**Supplied material:**
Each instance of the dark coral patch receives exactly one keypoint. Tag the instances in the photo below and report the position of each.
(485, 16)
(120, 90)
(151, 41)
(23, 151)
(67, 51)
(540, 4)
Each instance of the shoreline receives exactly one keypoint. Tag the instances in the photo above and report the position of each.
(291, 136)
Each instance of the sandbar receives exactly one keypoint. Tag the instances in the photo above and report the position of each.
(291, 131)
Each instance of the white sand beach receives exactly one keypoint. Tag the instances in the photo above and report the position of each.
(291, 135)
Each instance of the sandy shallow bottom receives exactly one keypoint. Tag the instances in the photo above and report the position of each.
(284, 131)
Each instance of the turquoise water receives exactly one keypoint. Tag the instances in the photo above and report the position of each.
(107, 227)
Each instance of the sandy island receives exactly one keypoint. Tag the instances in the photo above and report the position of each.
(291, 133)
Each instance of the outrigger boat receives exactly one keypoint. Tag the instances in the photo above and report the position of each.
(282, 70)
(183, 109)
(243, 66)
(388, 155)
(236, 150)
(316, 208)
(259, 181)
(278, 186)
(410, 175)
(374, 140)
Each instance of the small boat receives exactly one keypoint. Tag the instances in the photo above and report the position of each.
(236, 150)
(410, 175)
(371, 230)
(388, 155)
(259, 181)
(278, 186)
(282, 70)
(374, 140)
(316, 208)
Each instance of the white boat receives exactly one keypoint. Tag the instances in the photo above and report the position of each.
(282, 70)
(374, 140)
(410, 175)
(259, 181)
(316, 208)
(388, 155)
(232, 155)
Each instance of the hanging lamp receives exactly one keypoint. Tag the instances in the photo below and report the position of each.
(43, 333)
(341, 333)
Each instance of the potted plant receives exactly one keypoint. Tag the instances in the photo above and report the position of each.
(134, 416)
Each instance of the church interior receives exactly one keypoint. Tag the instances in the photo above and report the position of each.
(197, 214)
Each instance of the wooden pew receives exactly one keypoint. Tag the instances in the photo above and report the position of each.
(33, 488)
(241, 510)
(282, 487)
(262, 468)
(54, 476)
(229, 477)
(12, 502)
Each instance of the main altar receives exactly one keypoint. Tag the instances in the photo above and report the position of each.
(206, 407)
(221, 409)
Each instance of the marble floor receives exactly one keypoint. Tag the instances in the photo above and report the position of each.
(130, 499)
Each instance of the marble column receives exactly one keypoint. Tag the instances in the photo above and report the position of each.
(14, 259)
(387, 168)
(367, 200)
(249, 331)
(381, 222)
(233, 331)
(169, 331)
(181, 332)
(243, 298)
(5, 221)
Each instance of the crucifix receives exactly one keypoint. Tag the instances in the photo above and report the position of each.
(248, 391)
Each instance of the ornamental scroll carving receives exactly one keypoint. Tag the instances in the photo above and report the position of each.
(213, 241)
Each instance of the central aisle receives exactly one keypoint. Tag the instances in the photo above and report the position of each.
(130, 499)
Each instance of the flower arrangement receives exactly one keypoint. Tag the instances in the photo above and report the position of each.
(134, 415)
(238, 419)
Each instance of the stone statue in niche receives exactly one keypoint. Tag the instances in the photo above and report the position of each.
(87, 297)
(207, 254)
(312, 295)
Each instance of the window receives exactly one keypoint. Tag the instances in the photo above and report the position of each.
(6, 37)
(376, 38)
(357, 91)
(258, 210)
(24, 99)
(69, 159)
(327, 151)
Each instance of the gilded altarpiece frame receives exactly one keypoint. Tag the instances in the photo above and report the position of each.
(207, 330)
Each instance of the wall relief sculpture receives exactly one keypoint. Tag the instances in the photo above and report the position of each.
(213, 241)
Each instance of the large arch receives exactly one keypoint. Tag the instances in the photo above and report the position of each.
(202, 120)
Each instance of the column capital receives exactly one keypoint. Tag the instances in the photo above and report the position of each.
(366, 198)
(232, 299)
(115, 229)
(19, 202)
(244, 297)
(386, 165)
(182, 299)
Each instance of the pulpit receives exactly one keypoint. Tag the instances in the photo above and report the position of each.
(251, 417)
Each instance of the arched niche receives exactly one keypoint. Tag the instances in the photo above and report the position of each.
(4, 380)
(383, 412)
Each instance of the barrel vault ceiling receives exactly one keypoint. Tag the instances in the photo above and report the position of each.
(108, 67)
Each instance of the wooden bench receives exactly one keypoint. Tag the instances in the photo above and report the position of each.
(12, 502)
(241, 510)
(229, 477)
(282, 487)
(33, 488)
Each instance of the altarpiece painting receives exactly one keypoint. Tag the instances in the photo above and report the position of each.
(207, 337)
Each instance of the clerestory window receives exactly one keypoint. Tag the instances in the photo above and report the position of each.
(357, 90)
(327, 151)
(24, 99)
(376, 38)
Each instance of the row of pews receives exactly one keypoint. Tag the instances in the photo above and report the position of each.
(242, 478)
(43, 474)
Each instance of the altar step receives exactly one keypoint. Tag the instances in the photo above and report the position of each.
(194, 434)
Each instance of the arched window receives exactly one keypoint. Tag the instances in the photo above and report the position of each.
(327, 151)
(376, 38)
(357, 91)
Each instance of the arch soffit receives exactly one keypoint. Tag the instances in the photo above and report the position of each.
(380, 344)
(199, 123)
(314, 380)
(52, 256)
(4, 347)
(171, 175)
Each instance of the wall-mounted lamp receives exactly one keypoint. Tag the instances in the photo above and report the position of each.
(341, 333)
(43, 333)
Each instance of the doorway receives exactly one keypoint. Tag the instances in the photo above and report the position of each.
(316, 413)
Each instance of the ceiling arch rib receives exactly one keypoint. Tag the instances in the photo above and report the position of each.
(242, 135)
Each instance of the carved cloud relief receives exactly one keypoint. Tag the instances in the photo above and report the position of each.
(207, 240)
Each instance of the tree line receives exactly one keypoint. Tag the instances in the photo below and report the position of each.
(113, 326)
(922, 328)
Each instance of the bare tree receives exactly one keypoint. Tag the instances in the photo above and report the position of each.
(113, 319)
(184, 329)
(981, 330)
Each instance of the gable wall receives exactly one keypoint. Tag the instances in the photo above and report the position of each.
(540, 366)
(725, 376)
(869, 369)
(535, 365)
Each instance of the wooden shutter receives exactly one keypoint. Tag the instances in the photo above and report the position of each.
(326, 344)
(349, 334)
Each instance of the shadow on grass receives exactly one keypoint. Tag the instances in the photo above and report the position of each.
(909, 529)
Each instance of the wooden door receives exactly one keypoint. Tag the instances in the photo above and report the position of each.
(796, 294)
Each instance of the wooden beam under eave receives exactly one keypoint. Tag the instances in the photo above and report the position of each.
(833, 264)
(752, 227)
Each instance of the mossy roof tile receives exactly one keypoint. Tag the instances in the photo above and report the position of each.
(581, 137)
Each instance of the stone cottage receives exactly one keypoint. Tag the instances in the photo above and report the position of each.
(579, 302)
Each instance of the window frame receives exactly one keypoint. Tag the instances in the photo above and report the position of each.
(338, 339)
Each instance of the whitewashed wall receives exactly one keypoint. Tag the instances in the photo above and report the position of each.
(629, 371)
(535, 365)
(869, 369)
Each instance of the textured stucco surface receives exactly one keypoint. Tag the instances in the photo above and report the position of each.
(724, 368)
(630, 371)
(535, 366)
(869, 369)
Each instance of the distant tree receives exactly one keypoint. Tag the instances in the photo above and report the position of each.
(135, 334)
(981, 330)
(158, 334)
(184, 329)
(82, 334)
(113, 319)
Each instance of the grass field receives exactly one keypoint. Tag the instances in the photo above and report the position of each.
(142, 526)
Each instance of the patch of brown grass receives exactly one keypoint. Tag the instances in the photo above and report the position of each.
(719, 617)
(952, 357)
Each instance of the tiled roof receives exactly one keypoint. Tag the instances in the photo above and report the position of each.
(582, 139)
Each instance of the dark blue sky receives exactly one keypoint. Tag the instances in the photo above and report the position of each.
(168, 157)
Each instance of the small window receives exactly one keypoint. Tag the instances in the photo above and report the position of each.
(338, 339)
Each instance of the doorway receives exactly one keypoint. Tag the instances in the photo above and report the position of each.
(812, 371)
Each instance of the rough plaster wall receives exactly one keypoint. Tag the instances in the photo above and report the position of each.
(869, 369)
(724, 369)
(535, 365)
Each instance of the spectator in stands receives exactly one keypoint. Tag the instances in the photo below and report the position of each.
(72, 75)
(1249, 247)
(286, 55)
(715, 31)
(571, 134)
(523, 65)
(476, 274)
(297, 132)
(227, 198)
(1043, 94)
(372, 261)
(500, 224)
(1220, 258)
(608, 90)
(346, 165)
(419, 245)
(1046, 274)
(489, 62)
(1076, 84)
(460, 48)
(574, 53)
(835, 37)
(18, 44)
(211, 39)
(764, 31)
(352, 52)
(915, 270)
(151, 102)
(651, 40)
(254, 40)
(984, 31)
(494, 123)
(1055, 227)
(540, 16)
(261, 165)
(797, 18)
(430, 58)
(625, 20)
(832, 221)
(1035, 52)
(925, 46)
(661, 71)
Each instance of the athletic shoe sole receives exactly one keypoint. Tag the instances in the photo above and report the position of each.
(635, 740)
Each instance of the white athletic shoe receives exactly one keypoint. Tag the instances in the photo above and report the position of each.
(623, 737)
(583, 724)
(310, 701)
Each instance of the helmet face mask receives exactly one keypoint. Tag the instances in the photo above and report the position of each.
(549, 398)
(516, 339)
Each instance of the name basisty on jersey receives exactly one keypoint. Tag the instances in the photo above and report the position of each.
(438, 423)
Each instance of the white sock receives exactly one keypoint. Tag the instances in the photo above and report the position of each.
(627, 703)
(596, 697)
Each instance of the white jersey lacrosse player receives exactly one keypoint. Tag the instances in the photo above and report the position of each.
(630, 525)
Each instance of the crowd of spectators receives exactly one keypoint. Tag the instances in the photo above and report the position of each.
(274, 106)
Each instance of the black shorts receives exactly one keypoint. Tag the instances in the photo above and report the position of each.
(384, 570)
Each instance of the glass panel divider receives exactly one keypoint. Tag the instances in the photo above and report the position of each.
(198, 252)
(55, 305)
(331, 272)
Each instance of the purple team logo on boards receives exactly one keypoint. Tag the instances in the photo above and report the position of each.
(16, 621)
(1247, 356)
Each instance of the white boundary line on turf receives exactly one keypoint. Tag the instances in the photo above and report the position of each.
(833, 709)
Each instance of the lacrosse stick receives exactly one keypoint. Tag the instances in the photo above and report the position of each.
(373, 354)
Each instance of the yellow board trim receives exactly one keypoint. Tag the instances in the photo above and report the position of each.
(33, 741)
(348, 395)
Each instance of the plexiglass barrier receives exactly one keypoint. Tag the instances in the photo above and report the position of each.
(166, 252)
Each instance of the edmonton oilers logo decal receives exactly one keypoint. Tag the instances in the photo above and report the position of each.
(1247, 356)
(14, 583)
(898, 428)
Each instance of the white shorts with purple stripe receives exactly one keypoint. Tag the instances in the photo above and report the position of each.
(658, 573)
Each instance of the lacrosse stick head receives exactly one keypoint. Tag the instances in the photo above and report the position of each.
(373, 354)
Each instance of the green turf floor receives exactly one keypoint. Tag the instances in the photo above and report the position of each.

**Exercise:** Write out again everything from the line containing "Each instance of the edmonton" down to the end of the records, keeping the requests as they are. Multiply every coordinate in the answers by 0.8 and round each result to a whole number, with halves rounded up.

**Solution to this task:**
Each instance of the edmonton oilers logo decal receives exactly one keypoint. Tag the instances in the photo above and report the position of each.
(998, 285)
(11, 466)
(718, 342)
Each instance of the white shorts with purple stripe receives exactly one keypoint. Tag the instances in the photo above and report the position of each.
(526, 458)
Each instance of the lacrosse stick head receives exactly one keypoint. Tag the instances in the photo above and report the position of each.
(298, 283)
Each instance of the green turf floor receives exactly one keypoint. Tag the instances in the photo above and report the position of each.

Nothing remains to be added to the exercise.